About this exercise
Search the data below for "blue"; list each line that holds it.

Data listing section start

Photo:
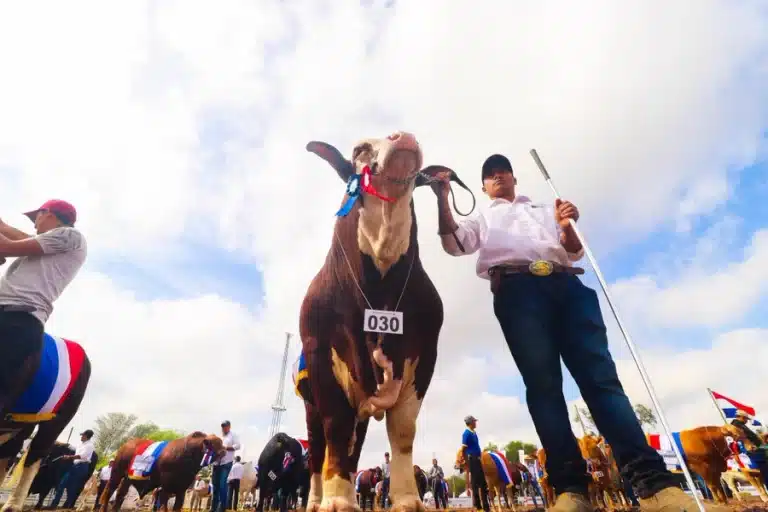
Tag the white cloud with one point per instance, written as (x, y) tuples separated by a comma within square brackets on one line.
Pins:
[(164, 123), (710, 299)]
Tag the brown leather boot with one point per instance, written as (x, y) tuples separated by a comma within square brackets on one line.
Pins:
[(673, 499), (572, 502)]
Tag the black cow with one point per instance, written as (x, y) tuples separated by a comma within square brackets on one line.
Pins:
[(283, 468), (53, 469)]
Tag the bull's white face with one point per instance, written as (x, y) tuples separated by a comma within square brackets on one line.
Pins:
[(394, 162)]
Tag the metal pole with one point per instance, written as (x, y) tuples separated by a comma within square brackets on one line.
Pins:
[(627, 338), (717, 406), (581, 421)]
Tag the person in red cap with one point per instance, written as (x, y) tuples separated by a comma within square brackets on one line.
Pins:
[(45, 264)]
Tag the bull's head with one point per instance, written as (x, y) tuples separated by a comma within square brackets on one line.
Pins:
[(394, 162), (738, 435)]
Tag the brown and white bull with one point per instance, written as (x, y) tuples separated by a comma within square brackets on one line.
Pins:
[(373, 264)]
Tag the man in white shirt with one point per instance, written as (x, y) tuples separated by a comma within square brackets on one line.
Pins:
[(222, 467), (385, 481), (233, 483), (526, 250), (75, 478), (197, 491), (43, 267), (104, 474)]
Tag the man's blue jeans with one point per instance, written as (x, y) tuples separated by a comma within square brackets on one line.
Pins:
[(71, 481), (544, 319), (219, 480)]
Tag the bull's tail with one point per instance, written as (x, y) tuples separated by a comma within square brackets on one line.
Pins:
[(18, 470)]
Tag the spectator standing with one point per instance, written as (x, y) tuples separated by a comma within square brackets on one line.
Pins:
[(222, 467), (104, 474), (470, 445), (75, 478), (198, 488), (233, 483), (385, 481), (437, 478)]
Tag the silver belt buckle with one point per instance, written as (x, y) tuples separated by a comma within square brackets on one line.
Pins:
[(541, 268)]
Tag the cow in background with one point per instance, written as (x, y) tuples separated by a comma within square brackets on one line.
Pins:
[(365, 484), (46, 404), (421, 481), (706, 451), (52, 470), (282, 471), (495, 481), (369, 322), (173, 471)]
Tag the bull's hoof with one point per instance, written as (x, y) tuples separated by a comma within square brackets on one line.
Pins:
[(338, 504), (408, 504)]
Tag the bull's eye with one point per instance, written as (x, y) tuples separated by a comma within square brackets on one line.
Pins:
[(364, 147)]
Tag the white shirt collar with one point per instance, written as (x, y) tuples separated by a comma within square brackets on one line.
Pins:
[(517, 200)]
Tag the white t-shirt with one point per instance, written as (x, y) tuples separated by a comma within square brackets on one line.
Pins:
[(236, 473), (37, 281), (85, 451)]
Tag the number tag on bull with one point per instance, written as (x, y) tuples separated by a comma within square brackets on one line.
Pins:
[(385, 322)]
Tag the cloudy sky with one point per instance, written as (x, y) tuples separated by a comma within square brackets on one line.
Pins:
[(178, 128)]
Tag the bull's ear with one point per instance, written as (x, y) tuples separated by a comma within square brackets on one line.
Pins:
[(333, 156)]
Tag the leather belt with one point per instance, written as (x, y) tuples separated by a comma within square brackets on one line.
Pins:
[(16, 308), (540, 268), (537, 268)]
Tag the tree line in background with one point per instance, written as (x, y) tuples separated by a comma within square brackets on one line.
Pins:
[(113, 429)]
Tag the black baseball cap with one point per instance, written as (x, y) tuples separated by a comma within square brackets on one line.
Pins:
[(494, 162)]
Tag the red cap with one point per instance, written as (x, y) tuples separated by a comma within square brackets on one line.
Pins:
[(62, 209)]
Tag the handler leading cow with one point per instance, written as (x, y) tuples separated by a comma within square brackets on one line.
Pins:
[(526, 250), (369, 323)]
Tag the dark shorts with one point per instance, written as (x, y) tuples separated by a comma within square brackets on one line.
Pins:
[(21, 343)]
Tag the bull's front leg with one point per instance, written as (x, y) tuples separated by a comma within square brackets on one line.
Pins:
[(401, 429), (338, 488), (16, 501), (316, 441)]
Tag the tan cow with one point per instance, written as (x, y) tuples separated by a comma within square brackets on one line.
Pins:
[(601, 488), (617, 488), (546, 489), (706, 451)]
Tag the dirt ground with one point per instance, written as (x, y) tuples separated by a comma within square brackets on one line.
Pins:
[(737, 506)]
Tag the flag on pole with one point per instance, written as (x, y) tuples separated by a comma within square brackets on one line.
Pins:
[(729, 406)]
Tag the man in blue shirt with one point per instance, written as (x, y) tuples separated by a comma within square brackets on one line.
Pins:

Data listing section end

Answer to this task
Tag the man's blue jeans with one point per instance, written as (x, y) tuples separated by a comma within square brackets on one line.
Tag the man in blue shirt with one point per instance, written as (x, y) tuples separated by a comma within square brackets on one line.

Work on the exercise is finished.